━━━━━ Selected text

I belong to a worldwide Facebook group where droves of people try to search for childhood friends they haven’t seen in half a century. And as is often the case, the person they’re looking for has long since married, divorced, changed names, or relocated.
Worse, after 50 years of post partum, they may not even remember the exact spelling of the person’s name. Was their childhood crush on Allen Greenspan? Or was it Alan Greenspan?
And while we’re on the subject of finding lost friends, what about your ex BFF Mary Jane? Yes, the 6th grade prep school pal of yours who in 1966 you made paper doilies with. (The same one who swore on her mother’s grave that she would never, ever leave you…until of course, she and her beatnik boyfriend ran away to that hippie commune in Botswana.) So how are you ever going to find her?
The answer of course is FACEBOOK. With almost three billion accounts, chances are she has a Facebook page. Or, at the very least, she went to a school or worked for a company that still has one.
And this means when looking for someone, that you can either contact them directly. Or post on their old company page, their school alumni page or the page of one of their ex classmates. Yes, where time once used to be your oldest enemy, now suddenly time is your closest friend!
You simply make your posts, and let Google and Facebook do all the work to promote your query throughout the Internet. Sooner or later, your friend or one of her classmates may see your request (even when Googling for something else) and then reach out to you. All you have to do is sit back and wait! Chances are you won’t be waiting long, especially if the Facebook account is active with lots of followers.
Googling To Get Facebook Accounts
Facebook is great because you can reach an old friend without ever knowing their current phone number or email address. But Facebook is also so vast that most searches result in overkill.

━━━━━━━━━━
━━━━━ Dataset excerpts

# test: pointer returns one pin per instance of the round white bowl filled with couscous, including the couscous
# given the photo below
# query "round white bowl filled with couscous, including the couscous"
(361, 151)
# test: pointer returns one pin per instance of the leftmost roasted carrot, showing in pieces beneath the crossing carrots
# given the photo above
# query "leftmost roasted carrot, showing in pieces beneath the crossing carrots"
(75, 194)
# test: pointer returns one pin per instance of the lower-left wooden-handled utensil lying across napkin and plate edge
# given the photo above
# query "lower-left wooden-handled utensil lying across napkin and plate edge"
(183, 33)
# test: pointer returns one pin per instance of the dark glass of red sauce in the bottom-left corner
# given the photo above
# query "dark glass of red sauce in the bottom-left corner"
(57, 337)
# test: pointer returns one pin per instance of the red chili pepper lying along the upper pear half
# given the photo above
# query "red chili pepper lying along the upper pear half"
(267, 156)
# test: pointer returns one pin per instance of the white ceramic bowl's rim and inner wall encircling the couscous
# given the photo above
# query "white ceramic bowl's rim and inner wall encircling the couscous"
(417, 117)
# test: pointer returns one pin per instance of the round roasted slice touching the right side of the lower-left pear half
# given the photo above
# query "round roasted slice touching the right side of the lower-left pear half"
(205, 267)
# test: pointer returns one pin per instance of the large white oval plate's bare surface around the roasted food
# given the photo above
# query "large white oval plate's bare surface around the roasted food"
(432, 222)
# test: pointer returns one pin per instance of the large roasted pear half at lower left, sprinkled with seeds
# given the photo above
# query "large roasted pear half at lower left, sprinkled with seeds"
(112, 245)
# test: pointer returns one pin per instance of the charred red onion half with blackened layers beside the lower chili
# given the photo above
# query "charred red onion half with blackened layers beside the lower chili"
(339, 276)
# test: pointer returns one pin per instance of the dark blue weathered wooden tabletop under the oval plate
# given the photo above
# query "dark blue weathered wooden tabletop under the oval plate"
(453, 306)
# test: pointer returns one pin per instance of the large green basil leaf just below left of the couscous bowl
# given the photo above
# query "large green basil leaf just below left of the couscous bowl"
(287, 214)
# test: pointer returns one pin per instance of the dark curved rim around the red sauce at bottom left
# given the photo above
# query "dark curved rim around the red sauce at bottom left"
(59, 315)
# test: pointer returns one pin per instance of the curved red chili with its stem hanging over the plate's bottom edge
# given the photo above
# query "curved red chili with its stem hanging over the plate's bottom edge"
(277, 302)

━━━━━━━━━━

Exercise ::
Write the next part of the piece on finding childhood friends through Facebook, picking up after its last sentence. These items have nothing to do with the text.

Task response ::
Unless you’re looking for a rare name like “Fennan Nucleoplast” or “Biswol Apocalypse”, chances are you’ll be inundated with people of the same name, who in poor taste, subject you to profile photos of their dogs, their cats, their dolphins and the pets of their dolphins. This is a cardinal sin worthy of punishment. A Facebook profile should show the human face of the profile owner. There’s no need to clutter the Internet with pics of your favorite mongoose.
But fret not. This is where Google comes in. Facebook has so many bells and whistles (ways to search for people) but most of them don’t work well. Indeed, half the bells don’t ring, and most of the whistles blow silently. So don’t be married to Facebook groups or Facebook filters. But if you must use these, check out my blog Quickly Find Old Classmates and Alumni Through Facebook, Classmates.com, Linkedin and Google.
Benefits of Using Google To Search within Facebook
- Google will suggest other spellings of the name
- You can search by a range e.g. 1983 ..1987
- You can refine your Facebook hits with other words
- You can set Google to 100 hits per page for quick viewing
- You can view the Google Cache to see an old Facebook page that has recently changed (no longer shows what you’re looking for).
- You can narrow results with quotes around phrases (if it’s likely the only way the term will appear). Note that putting quotes around “Stuyvesant H.S.” may not give you the same results as “Stuyvesant High School” (So experiment with both.)
For the UK (and other places where the schools often have long names) consider not using “” around the school name at all. Instead try various searches of how your ex classmates may refer to the school. For example: The Shropshire School for Infants and Wayward Boys and Girls in Nottingham could appear as the “Shropshire school”, or “the Shropshire school for infants”, or “the Shropshire school in Nottingham.”
Examples of Google Searches within Facebook
The goal is to:
1. Find your friends directly, or
2. Find an alumni page of their school where people look for old classmates, or
3. Find postings by their former classmates. Even classmates from nearly the same school year will do. And don’t forget to check out their friends list. Your subject could be listed there, or you could find other classmates with the same surname. (Perhaps one of their siblings or cousins?)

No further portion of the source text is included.